WHAT TO DO
Leave out the pictures and transcribe everything else exactly.

-- start MATERIAL FOR THIS EXERCISE --

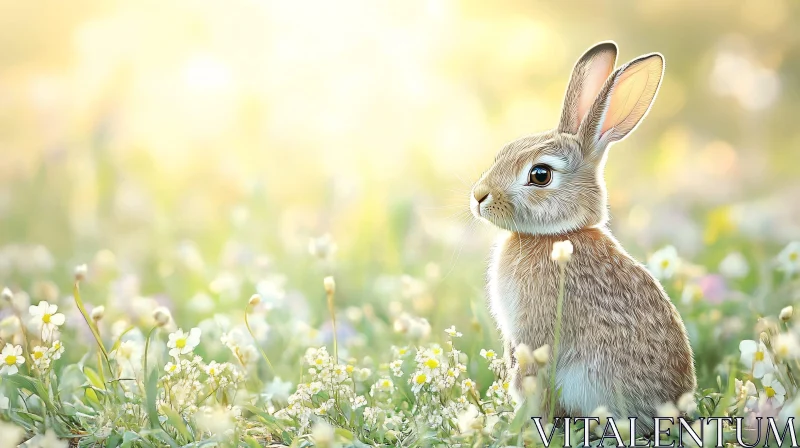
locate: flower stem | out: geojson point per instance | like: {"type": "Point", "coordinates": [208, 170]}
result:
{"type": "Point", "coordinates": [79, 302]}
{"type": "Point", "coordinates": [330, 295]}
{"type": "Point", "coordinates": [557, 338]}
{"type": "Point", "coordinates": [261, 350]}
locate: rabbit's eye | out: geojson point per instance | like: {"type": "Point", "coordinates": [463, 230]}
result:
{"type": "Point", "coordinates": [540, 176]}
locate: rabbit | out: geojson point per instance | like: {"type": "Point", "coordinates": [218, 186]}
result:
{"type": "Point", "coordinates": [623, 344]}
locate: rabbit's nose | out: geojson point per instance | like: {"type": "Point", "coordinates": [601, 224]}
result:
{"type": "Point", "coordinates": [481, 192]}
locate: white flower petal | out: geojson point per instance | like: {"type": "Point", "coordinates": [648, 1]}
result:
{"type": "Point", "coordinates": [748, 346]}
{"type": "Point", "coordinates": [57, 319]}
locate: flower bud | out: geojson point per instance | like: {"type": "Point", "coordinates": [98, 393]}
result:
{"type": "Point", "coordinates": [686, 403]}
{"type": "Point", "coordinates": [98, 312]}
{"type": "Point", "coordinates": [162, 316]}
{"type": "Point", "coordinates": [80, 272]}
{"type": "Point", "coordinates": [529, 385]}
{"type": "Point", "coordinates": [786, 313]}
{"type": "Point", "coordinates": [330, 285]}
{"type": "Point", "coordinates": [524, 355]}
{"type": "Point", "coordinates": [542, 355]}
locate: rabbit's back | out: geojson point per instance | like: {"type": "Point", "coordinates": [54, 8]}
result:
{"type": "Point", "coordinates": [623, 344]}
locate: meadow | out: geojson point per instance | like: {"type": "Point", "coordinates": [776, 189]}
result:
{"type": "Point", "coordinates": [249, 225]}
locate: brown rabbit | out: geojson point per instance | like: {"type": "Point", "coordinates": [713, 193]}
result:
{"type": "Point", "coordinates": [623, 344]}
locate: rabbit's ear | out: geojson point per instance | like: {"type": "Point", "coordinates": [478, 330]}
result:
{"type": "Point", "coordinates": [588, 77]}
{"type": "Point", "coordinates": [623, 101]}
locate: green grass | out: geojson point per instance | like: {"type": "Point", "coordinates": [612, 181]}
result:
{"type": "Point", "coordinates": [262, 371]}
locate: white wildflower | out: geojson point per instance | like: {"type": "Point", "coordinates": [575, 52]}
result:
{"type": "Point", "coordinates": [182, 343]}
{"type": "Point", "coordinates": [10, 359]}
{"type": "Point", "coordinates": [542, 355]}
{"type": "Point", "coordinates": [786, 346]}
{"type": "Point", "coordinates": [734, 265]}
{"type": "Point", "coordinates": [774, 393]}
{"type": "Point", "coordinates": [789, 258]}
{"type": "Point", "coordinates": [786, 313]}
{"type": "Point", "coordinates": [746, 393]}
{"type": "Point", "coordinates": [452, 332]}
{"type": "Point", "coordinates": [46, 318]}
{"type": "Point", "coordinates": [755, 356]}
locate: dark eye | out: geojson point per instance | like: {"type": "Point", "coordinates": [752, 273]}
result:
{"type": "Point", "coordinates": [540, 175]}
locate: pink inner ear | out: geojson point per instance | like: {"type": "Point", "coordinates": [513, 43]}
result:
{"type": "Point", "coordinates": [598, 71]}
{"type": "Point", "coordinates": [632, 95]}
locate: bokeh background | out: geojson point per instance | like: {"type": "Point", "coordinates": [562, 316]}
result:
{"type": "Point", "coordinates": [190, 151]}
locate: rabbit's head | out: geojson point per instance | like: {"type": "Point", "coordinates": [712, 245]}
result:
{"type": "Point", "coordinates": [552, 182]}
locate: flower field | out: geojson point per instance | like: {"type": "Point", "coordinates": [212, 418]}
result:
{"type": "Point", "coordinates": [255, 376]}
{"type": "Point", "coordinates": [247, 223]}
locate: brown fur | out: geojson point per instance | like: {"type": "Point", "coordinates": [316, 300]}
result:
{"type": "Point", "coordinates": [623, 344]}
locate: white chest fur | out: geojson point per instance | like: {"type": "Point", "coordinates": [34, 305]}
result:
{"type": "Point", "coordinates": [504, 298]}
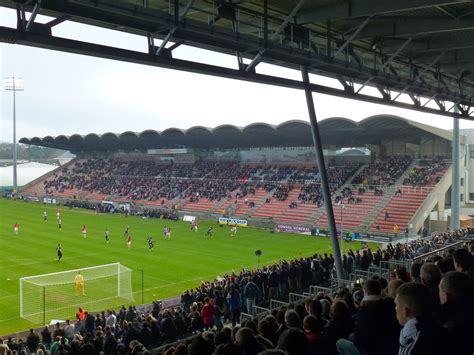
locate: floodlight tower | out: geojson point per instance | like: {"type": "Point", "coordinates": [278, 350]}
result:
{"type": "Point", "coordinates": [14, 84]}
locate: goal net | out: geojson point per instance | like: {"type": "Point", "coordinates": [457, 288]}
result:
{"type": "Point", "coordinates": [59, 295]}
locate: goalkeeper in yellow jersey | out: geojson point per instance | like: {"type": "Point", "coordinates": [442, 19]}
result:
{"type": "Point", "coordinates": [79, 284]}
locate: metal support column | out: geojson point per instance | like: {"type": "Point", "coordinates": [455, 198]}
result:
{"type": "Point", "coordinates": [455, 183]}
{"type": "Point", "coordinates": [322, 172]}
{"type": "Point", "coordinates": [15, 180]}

-- end MATERIAL FOR THIS EXERCISE --

EXPECTED ANSWER
locate: flower stem | out: geojson point per instance | like: {"type": "Point", "coordinates": [208, 170]}
result:
{"type": "Point", "coordinates": [79, 302]}
{"type": "Point", "coordinates": [330, 295]}
{"type": "Point", "coordinates": [557, 338]}
{"type": "Point", "coordinates": [261, 350]}
locate: rabbit's eye | out: geojson point per instance | like: {"type": "Point", "coordinates": [463, 230]}
result:
{"type": "Point", "coordinates": [540, 176]}
locate: rabbit | out: geojson point per instance | like: {"type": "Point", "coordinates": [218, 186]}
result:
{"type": "Point", "coordinates": [623, 344]}
locate: rabbit's nose | out: geojson point per instance | like: {"type": "Point", "coordinates": [601, 224]}
result:
{"type": "Point", "coordinates": [481, 192]}
locate: white flower petal | out: geojson point per instance | like: {"type": "Point", "coordinates": [648, 1]}
result:
{"type": "Point", "coordinates": [748, 346]}
{"type": "Point", "coordinates": [57, 319]}
locate: flower bud | out: geojson point per instance | like: {"type": "Point", "coordinates": [98, 393]}
result:
{"type": "Point", "coordinates": [686, 403]}
{"type": "Point", "coordinates": [98, 312]}
{"type": "Point", "coordinates": [162, 316]}
{"type": "Point", "coordinates": [80, 272]}
{"type": "Point", "coordinates": [529, 385]}
{"type": "Point", "coordinates": [786, 313]}
{"type": "Point", "coordinates": [330, 285]}
{"type": "Point", "coordinates": [524, 355]}
{"type": "Point", "coordinates": [542, 355]}
locate: rabbit's back | out: geojson point per instance | like: {"type": "Point", "coordinates": [54, 8]}
result:
{"type": "Point", "coordinates": [623, 344]}
locate: meadow | out: geojson point per instance | like: {"type": "Point", "coordinates": [776, 189]}
result:
{"type": "Point", "coordinates": [249, 225]}
locate: brown rabbit | out: geojson point per instance | like: {"type": "Point", "coordinates": [713, 193]}
result:
{"type": "Point", "coordinates": [623, 344]}
locate: rabbit's ear | out: geojson point per instance | like: {"type": "Point", "coordinates": [478, 330]}
result:
{"type": "Point", "coordinates": [588, 77]}
{"type": "Point", "coordinates": [623, 101]}
locate: green grass | out: geojson point per instance | like: {"type": "Point", "coordinates": [612, 181]}
result:
{"type": "Point", "coordinates": [262, 371]}
locate: white wildflower | out: geojson point per instance | like: {"type": "Point", "coordinates": [575, 52]}
result:
{"type": "Point", "coordinates": [182, 343]}
{"type": "Point", "coordinates": [10, 359]}
{"type": "Point", "coordinates": [542, 355]}
{"type": "Point", "coordinates": [786, 346]}
{"type": "Point", "coordinates": [734, 265]}
{"type": "Point", "coordinates": [774, 393]}
{"type": "Point", "coordinates": [789, 258]}
{"type": "Point", "coordinates": [786, 313]}
{"type": "Point", "coordinates": [746, 393]}
{"type": "Point", "coordinates": [452, 332]}
{"type": "Point", "coordinates": [46, 318]}
{"type": "Point", "coordinates": [755, 356]}
locate: dark eye | out: geojson point per instance | like: {"type": "Point", "coordinates": [752, 273]}
result:
{"type": "Point", "coordinates": [540, 175]}
locate: pink inner ear | out: geojson point per instance | like: {"type": "Point", "coordinates": [513, 43]}
result:
{"type": "Point", "coordinates": [598, 71]}
{"type": "Point", "coordinates": [632, 95]}
locate: bokeh background | out: geojson point per instance | like: {"type": "Point", "coordinates": [562, 316]}
result:
{"type": "Point", "coordinates": [190, 151]}
locate: rabbit's head | out: geojson point per instance | like: {"type": "Point", "coordinates": [712, 245]}
result:
{"type": "Point", "coordinates": [552, 182]}
locate: flower field | out: geojson point per instance | like: {"type": "Point", "coordinates": [212, 418]}
result:
{"type": "Point", "coordinates": [255, 376]}
{"type": "Point", "coordinates": [247, 223]}
locate: brown fur | out: geojson point per instance | like: {"type": "Point", "coordinates": [316, 300]}
result:
{"type": "Point", "coordinates": [623, 344]}
locate: white chest fur | out: geojson point per instance | like: {"type": "Point", "coordinates": [34, 305]}
result:
{"type": "Point", "coordinates": [504, 298]}
locate: floodlight tower | out: geojson point per instance | like: {"type": "Point", "coordinates": [278, 350]}
result:
{"type": "Point", "coordinates": [14, 84]}
locate: goal net | out: geojson point per instance | like: {"type": "Point", "coordinates": [457, 288]}
result:
{"type": "Point", "coordinates": [59, 295]}
locate: goalkeeper in yellow jersey | out: geojson point per instance | like: {"type": "Point", "coordinates": [442, 19]}
result:
{"type": "Point", "coordinates": [79, 284]}
locate: metal support column | out: geojson point per instance | like: {"type": "Point", "coordinates": [455, 198]}
result:
{"type": "Point", "coordinates": [455, 183]}
{"type": "Point", "coordinates": [322, 172]}
{"type": "Point", "coordinates": [15, 180]}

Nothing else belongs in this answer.